Data supplied »
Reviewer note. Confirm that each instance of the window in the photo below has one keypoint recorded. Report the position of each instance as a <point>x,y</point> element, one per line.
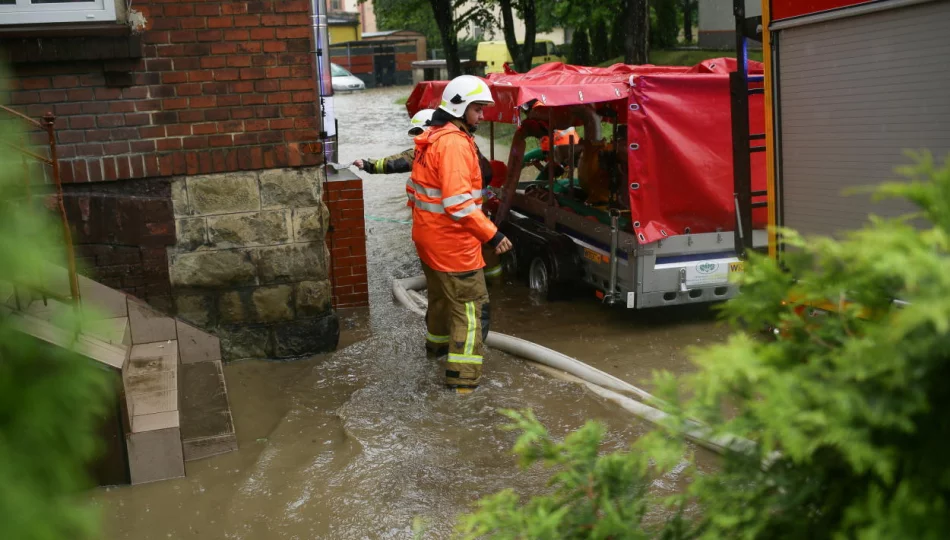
<point>56,11</point>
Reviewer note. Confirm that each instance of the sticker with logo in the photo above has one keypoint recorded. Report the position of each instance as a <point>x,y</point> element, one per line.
<point>707,273</point>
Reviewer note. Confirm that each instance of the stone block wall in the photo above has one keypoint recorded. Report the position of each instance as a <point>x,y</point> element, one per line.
<point>347,240</point>
<point>251,261</point>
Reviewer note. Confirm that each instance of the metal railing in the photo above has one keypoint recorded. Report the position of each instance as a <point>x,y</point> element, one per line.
<point>30,152</point>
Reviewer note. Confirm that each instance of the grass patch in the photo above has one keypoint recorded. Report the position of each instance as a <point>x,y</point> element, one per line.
<point>684,57</point>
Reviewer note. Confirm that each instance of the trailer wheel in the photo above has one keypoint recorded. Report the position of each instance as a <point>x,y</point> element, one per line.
<point>539,277</point>
<point>509,264</point>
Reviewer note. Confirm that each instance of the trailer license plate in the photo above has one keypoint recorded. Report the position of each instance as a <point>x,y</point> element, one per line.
<point>592,255</point>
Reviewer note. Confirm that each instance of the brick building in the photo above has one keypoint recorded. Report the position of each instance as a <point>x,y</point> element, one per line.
<point>186,136</point>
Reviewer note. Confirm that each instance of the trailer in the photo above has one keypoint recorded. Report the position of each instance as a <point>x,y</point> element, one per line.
<point>654,223</point>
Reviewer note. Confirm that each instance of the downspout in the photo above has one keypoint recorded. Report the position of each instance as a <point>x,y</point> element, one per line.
<point>321,42</point>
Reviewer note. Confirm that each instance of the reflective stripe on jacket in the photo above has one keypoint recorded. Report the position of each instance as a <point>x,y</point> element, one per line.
<point>448,225</point>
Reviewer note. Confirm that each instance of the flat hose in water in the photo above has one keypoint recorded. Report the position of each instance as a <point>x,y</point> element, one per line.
<point>570,369</point>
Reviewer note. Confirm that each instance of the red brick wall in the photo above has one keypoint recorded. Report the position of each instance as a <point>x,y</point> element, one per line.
<point>347,242</point>
<point>217,87</point>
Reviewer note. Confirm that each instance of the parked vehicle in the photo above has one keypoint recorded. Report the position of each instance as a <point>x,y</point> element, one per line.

Description of the task » Reproduce all of the lines above word for word, omitting the pictures.

Full solution »
Reviewer note. Confirm that each instance of the window in the photo below has one keypoint recorded. Report the position of each instance as a <point>x,y</point> element, one per line.
<point>56,11</point>
Reviewer note. Confirm that each instance of the sticker with logo in the photo above has one keypoint recorded. Report the position of each instance as a <point>x,y</point> element, one per line.
<point>707,273</point>
Reviewer note. Confirm that each instance of the stone block wall in the photo above has one keypoint recorded. Report the position of each instance as a <point>x,y</point> element, one per line.
<point>347,240</point>
<point>251,261</point>
Reviewer note. Confirm that each instance of the metal railing in the photo above has one keypoint recorded. Report the position of each instance as a <point>x,y</point> element, one per line.
<point>30,152</point>
Reviewer note. Confirm that each instance of the grass patch in the photo above has one keypoint recorded. Report the position of each instance as a <point>x,y</point> element, one per line.
<point>684,57</point>
Reviewer note. Confirm that each instance of the trailer wheel in the photo above has one keypoint recorded. Report the position of each instance as a <point>x,y</point> element, one per line.
<point>539,277</point>
<point>509,264</point>
Reviewer note. Confirm that each instance of the trailer license plate in the photo above has one keypoint recorded. Report the position of each instance as a <point>x,y</point> element, one per line.
<point>592,255</point>
Reviewer note. Confirm that each instance of the brick building in the photo above has one keypoint recorded. Report the position of each instance as a <point>x,y</point> element, one per line.
<point>186,136</point>
Reviewer note. Confirm that each instance of the trailer in the photo above has one keypoint recorded. Report the position of each instance as a <point>x,y</point> element, one per line.
<point>654,223</point>
Reviewer note. Confirm that each instance of the downspout in the photo above has one keypoint recorded. Report the position of each instance as a <point>x,y</point> element, one per line.
<point>321,42</point>
Reviewer note. Confirm that each instance of the reflective stripe on jacket in the photo above has one keypoint recorded. Report the position of each instance as a <point>x,y</point> element, one per line.
<point>448,225</point>
Reviewer note. Confirm that each instance of the flat hose in water in the photo above has one keypoint recorded. Report the position of each instance as a <point>x,y</point> element, one per line.
<point>570,369</point>
Reviewer note. Confirm that each instance of the red brick wall in the photo above has one keypoint recorded. Report the position of each instance as a <point>x,y</point> element, one per line.
<point>347,242</point>
<point>217,87</point>
Reviewer note. Confirm that each instance of the parked vehicle in the photo above has one keypoint recorded. Report the position of each instance as a <point>x,y</point> element, one per line.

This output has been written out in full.